Objectives ->
1. Answer these questions using the essay on the Spanish Inquisition:
(a) In what year did the Inquisition officially begin?
(b) Which lighter punishments were offered to self-confessed heretics?
(c) What title did Jews who converted to Catholicism gain?
2. Pick up the essay on the Spanish Inquisition after its last sentence and continue writing it.

Source text ->

....

Recent orders
Spanish Inquisition
Name:
Professor:
Course:
Date:
Spanish Inquisition
Between the thirteenth and seventeenth centuries, non-Catholics in the kingdom of Spain faced a lot of prosecution, and they were forced to accept Catholicism or leave Spain. The actions were taken by the rulers of Spain at the time, Isabella I of Castile and Ferdinand II of Aragon, in collaboration with the Pope came to be referred to as the Spanish Inquisition. The Inquisition officially began in 1478. The Spanish Inquisition was a form of religious discrimination meant to safeguard the Catholic religion in the Spanish Empire. The Inquisition was formally abolished in the year 1834 by Isabella II (Rawlings 15). Throughout the period, more than 150000 were tried, and roughly 3% of the total number was executed.
The main religion of the Spanish empire was Catholicism, although the empire also had significant populations of Jews and Muslims. The Spanish had also conquered other lands as it expanded its territory into the Americas as well as Naples, Canary Islands and the Netherlands. Before the Inquisition, non-Christians all over Europe had suffered from prosecution for their religious beliefs. The Spanish Inquisition was created to root out heresy especially among newly converted Catholics. An example of this is the French bishop Pope Lucius III who organized the persecution of Catharists as alleged heretics were referred to (Kamen 21).
The Inquisitions were led by inquisitors appointed by the monarchs. The inquisitors visited different cities in the kingdom, with the offer that self-confessed heretics would receive a lighter punishment such as whipping or pilgrimage. They were forced to testify to their alleged crimes, and most of the time, there was no evidence presented against them. Some of the reasons why people would accuse others of heresy included revenge, jealousy, economic reasons, among others. The ruling class used the Inquisition to abuse their power; for example, Count Alphonese of Toulouse would confiscate the land and property of the accused, while his predecessor Count Raymond VII burned the accused even after they confessed (Rawlings 41).
The fifteenth century was the most intense for the Inquisition when the newly converted Catholics, named Conversos, were suspected of bringing corruption into the Church. For many years, Jews had to suffer from anti-Semitism and to avoid this they converted into Catholicism and gained the title Conversos. However, Ferdinand and Isabella still did not trust these converses and continued to prosecute them. They were accused of secretly practising their former religion while outwardly pretending to be Catholic. The Christian community also mistrusted the conversos and wanted the ruling class to take a harsh stand against them. In the year 1481, conversos were forced to live in camps apart from the Christians, and hundreds of them were burned at the stake despite their confession.

....

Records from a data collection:
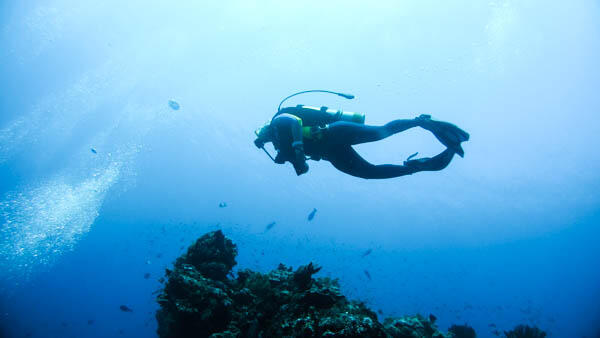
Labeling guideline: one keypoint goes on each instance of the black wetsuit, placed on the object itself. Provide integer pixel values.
(333, 141)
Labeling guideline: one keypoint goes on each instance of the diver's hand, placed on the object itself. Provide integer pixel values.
(259, 143)
(301, 168)
(279, 159)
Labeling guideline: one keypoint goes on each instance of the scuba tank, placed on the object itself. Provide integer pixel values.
(313, 116)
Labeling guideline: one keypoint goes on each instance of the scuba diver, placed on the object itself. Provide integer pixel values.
(327, 134)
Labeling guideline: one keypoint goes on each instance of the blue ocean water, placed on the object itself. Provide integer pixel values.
(505, 236)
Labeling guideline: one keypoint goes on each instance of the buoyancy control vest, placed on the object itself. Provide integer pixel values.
(312, 119)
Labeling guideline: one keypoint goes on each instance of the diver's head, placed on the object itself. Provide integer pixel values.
(264, 134)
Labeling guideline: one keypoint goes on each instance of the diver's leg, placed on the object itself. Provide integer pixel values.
(438, 162)
(343, 132)
(347, 160)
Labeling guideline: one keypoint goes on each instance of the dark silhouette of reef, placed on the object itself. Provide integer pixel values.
(524, 331)
(202, 298)
(462, 331)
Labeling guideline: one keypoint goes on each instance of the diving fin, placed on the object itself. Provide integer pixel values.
(448, 134)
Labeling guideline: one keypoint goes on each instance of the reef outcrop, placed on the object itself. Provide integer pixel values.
(203, 298)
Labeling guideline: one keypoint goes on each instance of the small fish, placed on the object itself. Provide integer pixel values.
(174, 105)
(411, 156)
(366, 253)
(312, 214)
(432, 318)
(125, 308)
(270, 226)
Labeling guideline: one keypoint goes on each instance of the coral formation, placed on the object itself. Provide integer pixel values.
(201, 298)
(462, 331)
(524, 331)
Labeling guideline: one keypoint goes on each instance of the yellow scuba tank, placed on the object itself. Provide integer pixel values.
(337, 115)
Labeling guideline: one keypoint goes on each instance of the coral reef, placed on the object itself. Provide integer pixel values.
(201, 298)
(524, 331)
(462, 331)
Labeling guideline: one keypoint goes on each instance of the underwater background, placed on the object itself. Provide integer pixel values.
(103, 183)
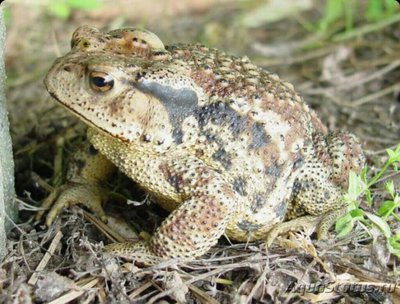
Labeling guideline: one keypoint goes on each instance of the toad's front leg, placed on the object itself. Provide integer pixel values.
(208, 202)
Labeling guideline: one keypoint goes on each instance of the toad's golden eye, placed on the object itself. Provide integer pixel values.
(101, 82)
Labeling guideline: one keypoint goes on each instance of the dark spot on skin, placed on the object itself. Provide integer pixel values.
(239, 185)
(80, 163)
(273, 170)
(173, 178)
(298, 163)
(248, 226)
(327, 195)
(280, 209)
(258, 202)
(260, 138)
(221, 114)
(93, 151)
(179, 103)
(222, 157)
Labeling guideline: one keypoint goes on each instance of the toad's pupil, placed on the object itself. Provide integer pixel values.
(102, 82)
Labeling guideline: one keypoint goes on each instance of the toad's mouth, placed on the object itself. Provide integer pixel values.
(83, 118)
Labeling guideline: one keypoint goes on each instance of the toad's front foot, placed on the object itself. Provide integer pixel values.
(139, 252)
(90, 195)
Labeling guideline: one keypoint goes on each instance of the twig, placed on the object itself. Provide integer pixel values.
(46, 258)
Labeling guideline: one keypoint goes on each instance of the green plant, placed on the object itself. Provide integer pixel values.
(63, 8)
(360, 186)
(374, 11)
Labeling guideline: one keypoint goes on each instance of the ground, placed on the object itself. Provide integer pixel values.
(350, 78)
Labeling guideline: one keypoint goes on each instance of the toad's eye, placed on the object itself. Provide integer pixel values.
(101, 82)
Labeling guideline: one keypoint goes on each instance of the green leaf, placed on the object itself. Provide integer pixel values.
(356, 187)
(357, 213)
(86, 4)
(344, 225)
(391, 7)
(394, 244)
(60, 9)
(380, 223)
(394, 155)
(386, 209)
(374, 10)
(389, 186)
(334, 10)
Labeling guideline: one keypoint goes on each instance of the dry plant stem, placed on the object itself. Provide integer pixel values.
(46, 258)
(260, 280)
(72, 295)
(374, 96)
(139, 290)
(107, 231)
(202, 296)
(368, 28)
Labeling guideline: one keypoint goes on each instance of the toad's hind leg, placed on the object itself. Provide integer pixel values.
(196, 225)
(317, 196)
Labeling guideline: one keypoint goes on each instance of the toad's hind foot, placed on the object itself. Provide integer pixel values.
(321, 223)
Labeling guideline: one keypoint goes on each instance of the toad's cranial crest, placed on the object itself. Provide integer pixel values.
(224, 145)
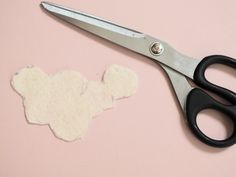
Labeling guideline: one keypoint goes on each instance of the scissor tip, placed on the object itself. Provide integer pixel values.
(45, 4)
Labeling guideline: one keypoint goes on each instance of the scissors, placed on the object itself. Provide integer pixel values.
(178, 67)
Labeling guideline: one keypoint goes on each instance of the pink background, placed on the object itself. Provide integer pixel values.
(144, 135)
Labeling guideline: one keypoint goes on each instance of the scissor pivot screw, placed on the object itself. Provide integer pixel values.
(156, 48)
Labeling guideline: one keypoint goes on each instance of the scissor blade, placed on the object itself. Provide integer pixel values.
(122, 36)
(125, 37)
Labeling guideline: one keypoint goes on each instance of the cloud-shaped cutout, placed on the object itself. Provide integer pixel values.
(67, 101)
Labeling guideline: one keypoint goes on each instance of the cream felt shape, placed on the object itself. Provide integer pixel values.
(67, 101)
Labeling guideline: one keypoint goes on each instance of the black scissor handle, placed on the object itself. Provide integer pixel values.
(197, 101)
(200, 79)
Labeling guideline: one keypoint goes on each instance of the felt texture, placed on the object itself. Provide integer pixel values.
(67, 101)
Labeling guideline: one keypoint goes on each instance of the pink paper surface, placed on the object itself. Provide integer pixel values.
(144, 135)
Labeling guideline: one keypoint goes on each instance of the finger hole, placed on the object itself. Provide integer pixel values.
(220, 74)
(215, 124)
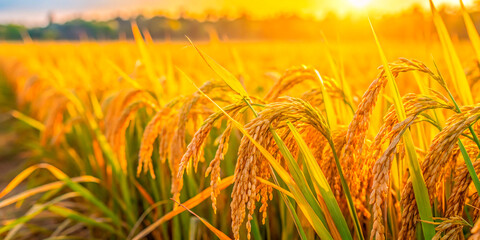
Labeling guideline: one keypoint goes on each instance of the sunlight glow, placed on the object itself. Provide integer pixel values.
(359, 3)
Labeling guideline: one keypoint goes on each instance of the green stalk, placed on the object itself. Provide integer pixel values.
(420, 189)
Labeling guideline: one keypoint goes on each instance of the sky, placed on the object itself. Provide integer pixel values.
(35, 12)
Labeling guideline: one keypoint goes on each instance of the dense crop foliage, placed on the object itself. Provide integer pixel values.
(161, 141)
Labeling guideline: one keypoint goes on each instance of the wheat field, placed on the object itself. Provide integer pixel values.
(243, 140)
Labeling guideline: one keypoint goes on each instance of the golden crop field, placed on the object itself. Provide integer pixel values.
(372, 139)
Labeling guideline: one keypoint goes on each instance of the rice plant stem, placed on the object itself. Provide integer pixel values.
(353, 211)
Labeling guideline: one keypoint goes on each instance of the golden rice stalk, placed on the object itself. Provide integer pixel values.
(214, 167)
(195, 147)
(475, 231)
(297, 75)
(251, 163)
(149, 136)
(448, 229)
(433, 166)
(360, 123)
(391, 131)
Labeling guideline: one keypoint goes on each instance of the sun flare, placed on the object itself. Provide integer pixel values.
(359, 3)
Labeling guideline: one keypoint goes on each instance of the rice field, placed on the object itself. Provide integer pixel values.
(241, 140)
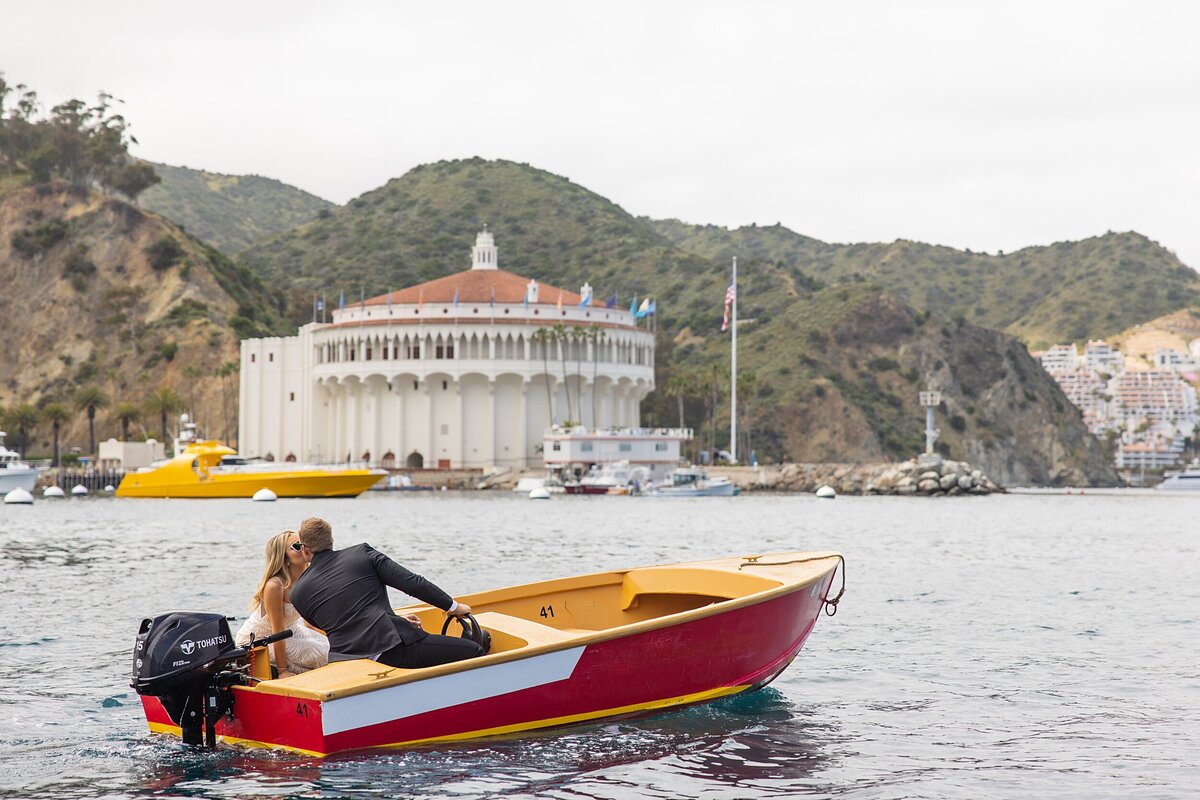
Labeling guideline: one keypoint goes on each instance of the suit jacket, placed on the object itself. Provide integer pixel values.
(345, 594)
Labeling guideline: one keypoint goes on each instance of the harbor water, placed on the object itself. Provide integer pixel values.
(1025, 645)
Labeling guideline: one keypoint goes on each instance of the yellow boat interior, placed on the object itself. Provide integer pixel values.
(573, 612)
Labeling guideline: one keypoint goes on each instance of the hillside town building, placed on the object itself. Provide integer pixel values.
(1147, 405)
(466, 371)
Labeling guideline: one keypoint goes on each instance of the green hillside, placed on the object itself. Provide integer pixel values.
(421, 226)
(1065, 292)
(832, 361)
(229, 211)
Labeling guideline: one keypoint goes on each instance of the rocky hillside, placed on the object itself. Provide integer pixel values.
(1060, 293)
(833, 361)
(99, 293)
(229, 211)
(838, 376)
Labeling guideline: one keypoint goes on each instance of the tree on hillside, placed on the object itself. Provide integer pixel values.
(223, 372)
(55, 414)
(543, 337)
(562, 336)
(679, 386)
(125, 414)
(23, 419)
(87, 145)
(89, 398)
(598, 336)
(162, 402)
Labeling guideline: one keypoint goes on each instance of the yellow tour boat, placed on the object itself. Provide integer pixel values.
(210, 469)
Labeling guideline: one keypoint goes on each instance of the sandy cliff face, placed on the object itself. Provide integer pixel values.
(1000, 411)
(97, 293)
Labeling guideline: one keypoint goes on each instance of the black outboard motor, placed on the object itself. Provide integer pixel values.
(189, 660)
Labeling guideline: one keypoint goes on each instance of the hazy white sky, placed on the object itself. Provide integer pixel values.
(990, 126)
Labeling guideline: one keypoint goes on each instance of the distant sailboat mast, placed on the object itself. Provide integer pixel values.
(733, 370)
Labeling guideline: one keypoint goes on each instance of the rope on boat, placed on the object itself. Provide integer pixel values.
(831, 605)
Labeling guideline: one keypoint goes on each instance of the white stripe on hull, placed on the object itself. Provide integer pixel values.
(409, 699)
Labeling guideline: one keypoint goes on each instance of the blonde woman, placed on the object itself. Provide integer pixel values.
(271, 611)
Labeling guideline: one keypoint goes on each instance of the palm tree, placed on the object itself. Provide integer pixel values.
(55, 414)
(598, 337)
(562, 336)
(24, 420)
(126, 413)
(544, 336)
(748, 384)
(679, 386)
(580, 336)
(162, 402)
(89, 398)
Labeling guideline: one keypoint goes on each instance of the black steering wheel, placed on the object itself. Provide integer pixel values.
(471, 630)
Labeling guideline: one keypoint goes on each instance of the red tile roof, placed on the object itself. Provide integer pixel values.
(478, 287)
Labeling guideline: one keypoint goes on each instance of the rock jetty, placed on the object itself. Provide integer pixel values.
(929, 475)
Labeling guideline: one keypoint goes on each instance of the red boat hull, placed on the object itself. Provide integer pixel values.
(694, 661)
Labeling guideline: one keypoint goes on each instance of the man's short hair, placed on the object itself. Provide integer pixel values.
(316, 534)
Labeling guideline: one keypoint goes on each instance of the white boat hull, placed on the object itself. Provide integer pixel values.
(18, 479)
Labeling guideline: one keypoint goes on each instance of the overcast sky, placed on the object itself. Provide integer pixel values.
(990, 126)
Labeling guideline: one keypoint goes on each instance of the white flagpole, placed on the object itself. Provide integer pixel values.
(733, 372)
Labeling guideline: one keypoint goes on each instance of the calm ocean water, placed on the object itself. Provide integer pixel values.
(1009, 647)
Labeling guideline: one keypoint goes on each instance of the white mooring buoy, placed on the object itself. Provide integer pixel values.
(18, 497)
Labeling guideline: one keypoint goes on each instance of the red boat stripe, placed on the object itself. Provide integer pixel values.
(409, 699)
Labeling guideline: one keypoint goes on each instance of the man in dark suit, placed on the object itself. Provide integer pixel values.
(345, 593)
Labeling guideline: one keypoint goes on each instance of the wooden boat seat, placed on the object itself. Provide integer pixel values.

....

Written answers ->
1.
(a) 1478
(b) Whipping or pilgrimage
(c) Conversos

2.
As the Spanish expanded their kingdom into the Americas, the Inquisition followed. In the year 1556, Phillip II took the throne, and this increased the rate of prosecution of the Conversos. In 1574, the Inquisition in Mexico led to the burning of Lutherans at the stake, and similar incidents happened against the Protestants in Peru. Between 1609 and 1615, a new king, Phillip III, forced Muslims to leave Spain including those who had earlier converted into Catholicism (Rawlings 58). The Spanish Inquisition came to an end after Napoleon conquered the country in 1808 and abolished the practice, which formally ended in 1834 under Isabella II.
The Spanish Inquisition can be compared to the Holocaust in Germany in which millions of Jews were killed for their religious beliefs. The systematic persecution of the Jews began in 1933 when Adolf Hitler became the German Vice-Chancellor. Adolf belonged to the Nazi party, which believed that Germans were superior to other races. The Jews were considered to be inferior and a threat to the Germans and the Nazis decided to completely obliterate the Jews as a solution to the Jewish Question. Before the Holocaust, Europe had a significant population Jewish population of over nine million, but afterwards, less than a third of these remained.
Along with the Jews, other groups of people deemed inferior such as the disabled, homosexuals, and soviet war prisoners were executed. The Jewish prosecution began with a boycott of Jewish businesses in 1933, ending in the destruction and ransacking five years later in the Kristallnacht (Crowe 31). As World War II began, the Germans took the opportunity to declare Jews a threat to Germany and send them to concentration camps in Germany and Poland including Chelmno, Auschwitz, Sobibor and Belzec . The main methods that the Germans used in the executions were gas chambers, mass shootings, gas vans and starvation. Overall, the German Nazis killed more than eleven million people between 1933 and 1945 (Crowe 53).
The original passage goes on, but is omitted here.